Extract

Start of Block

Brian acknowledged the comment, thanked him and promised to become more well-informed on classic suspenders. And that's the kind of niggling little continuity/authenticity flaw that, had it gotten into the final product, would be of much more importance than whether or not giant robot monsters could actually exist.
So come one, come all, and, even if you don't find you have something to add to the pot, it will be an opportunity to watch a work-in-progress as it progresses.
Meanwhile, speaking of robotic fantasies
The Amazon drone cartoons continue, at which point the lame factor begins to be overcome by the "What, are you just hearing about this now?" factor because, come on, man, this is like the third wave of something that didn't deserve a first wave.
However, I do have something positive to say about them: They aren't about shaking hands with unapproved foreign leaders and they aren't about celebrating at a celebration.
Brace yourself for a torrent of tiresome cartoons, folks: We've got another Benghazi on our hands, a manufactured outrage that requires ignoring both reality and precedent, to which, in this case, we add the inexhaustible arrogance of the prototypical Ugly American.

End of Block

Requirement 1
Answer these questions about the commentary:
(a) What did Brian promise to become more well-informed on?
(b) Which cartoons does the commentary say continue?
(c) What earlier event does the commentary name when describing another manufactured outrage?
Requirement 2
Translate this sentence from the commentary into Spanish: "Brian acknowledged the comment, thanked him and promised to become more well-informed on classic suspenders."
Requirement 3
Extract the passage of the commentary from "However, I do" up to and including "prototypical Ugly American.", copying it word for word.
Rely on the commentary alone when responding.

Data excerpts
Start of Block

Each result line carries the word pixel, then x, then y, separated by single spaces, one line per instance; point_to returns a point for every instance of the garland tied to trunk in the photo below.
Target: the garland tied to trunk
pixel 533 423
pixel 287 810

End of Block
Start of Block

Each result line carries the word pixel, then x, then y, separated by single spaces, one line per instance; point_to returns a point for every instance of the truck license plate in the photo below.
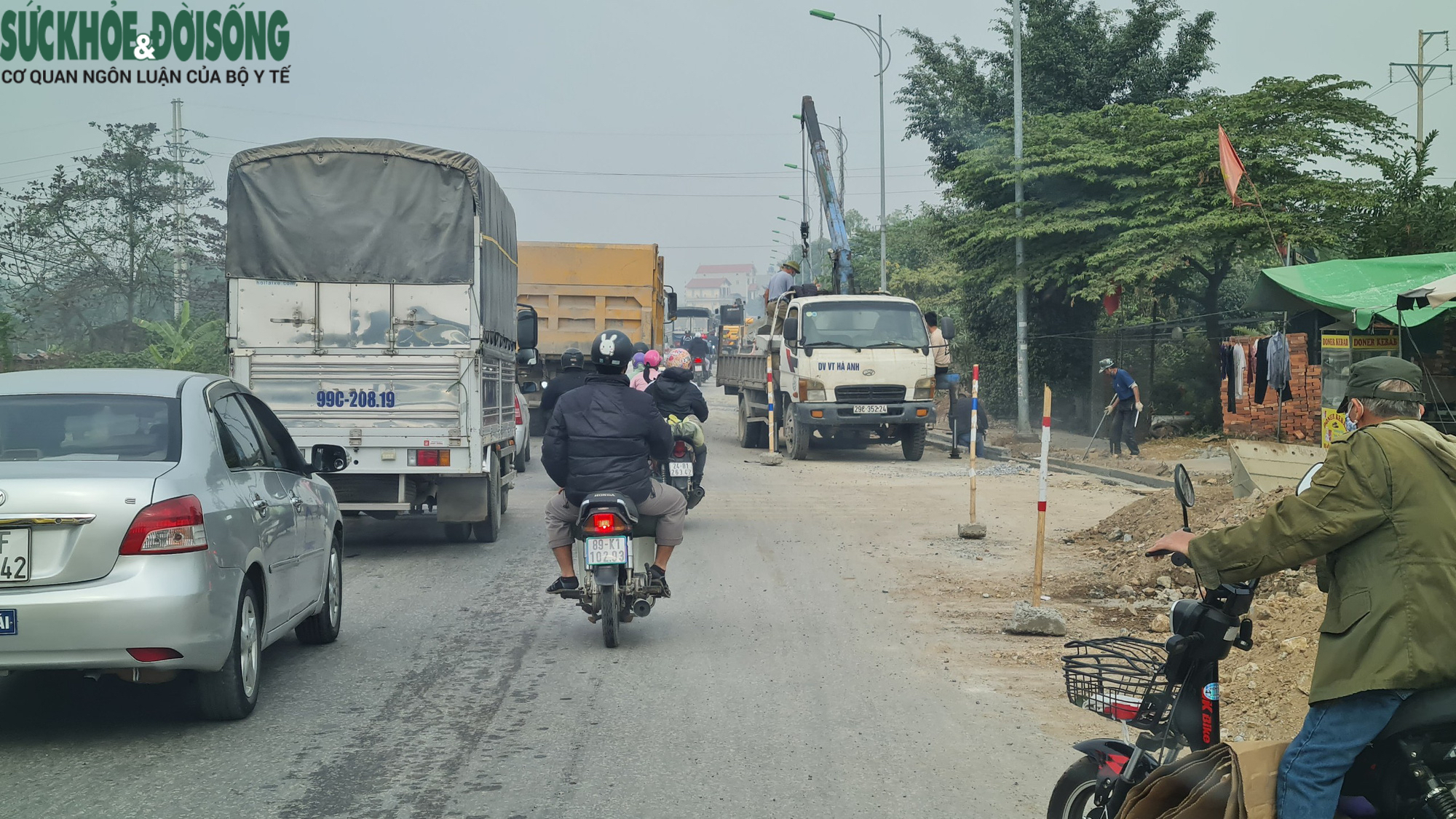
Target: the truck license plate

End of Block

Answer area 1
(a) Classic suspenders.
(b) The Amazon drone cartoons.
(c) Benghazi.

Answer area 2
Brian reconoció el comentario, le dio las gracias y prometió informarse mejor sobre los tirantes clásicos.

Answer area 3
However, I do have something positive to say about them: They aren't about shaking hands with unapproved foreign leaders and they aren't about celebrating at a celebration.
Brace yourself for a torrent of tiresome cartoons, folks: We've got another Benghazi on our hands, a manufactured outrage that requires ignoring both reality and precedent, to which, in this case, we add the inexhaustible arrogance of the prototypical Ugly American.